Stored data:
________________________
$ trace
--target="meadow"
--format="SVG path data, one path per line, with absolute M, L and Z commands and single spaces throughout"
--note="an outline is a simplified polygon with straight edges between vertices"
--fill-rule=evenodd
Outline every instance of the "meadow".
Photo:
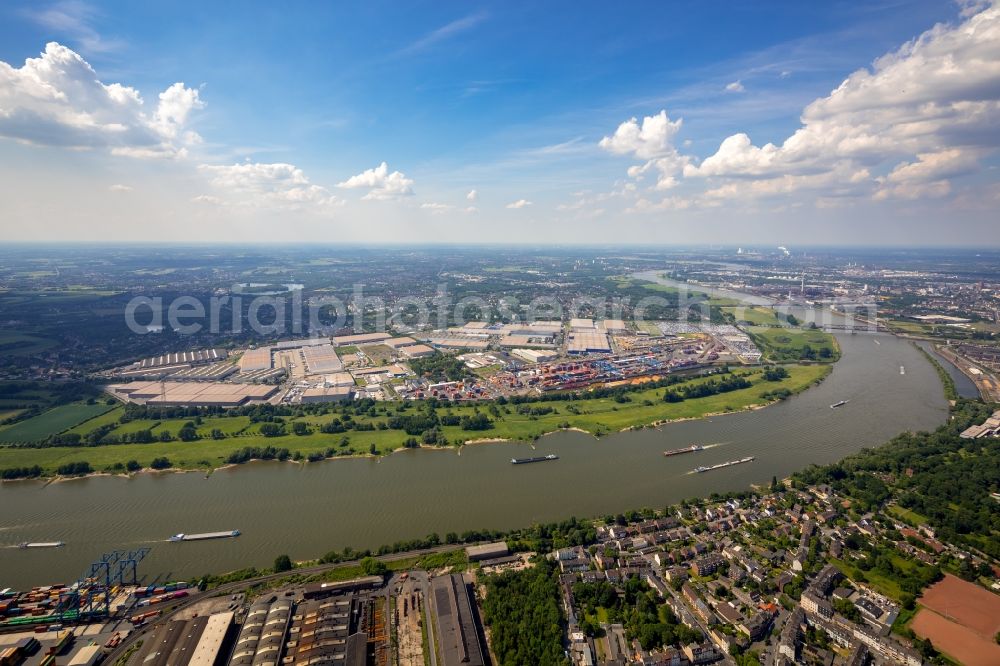
M 103 403 L 86 405 L 70 404 L 54 407 L 38 416 L 20 421 L 0 430 L 0 442 L 38 442 L 50 435 L 59 434 L 96 416 L 112 410 Z
M 748 326 L 747 332 L 764 352 L 764 358 L 776 363 L 798 360 L 833 362 L 840 358 L 840 346 L 832 334 L 818 328 L 771 328 Z M 808 357 L 811 349 L 814 353 Z M 829 350 L 824 356 L 823 349 Z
________________________
- **What the task asks**:
Could you output all the entries above exactly as written, leaving out the pictures?

- **Task output**:
$ trace
--target="meadow"
--format="SVG path data, one path per line, with absolute M, L and Z commands and single spaces throughout"
--note="an outline is a simplified polygon with straight edges between vertices"
--fill-rule=evenodd
Outline every instance of the "meadow".
Photo:
M 103 403 L 86 405 L 70 404 L 54 407 L 38 416 L 20 421 L 0 430 L 0 442 L 38 442 L 50 435 L 59 434 L 96 416 L 112 410 Z
M 748 326 L 747 332 L 764 352 L 764 358 L 776 363 L 798 360 L 833 362 L 840 358 L 840 346 L 832 334 L 818 328 L 771 328 Z M 808 357 L 811 349 L 814 353 Z M 829 350 L 824 356 L 823 349 Z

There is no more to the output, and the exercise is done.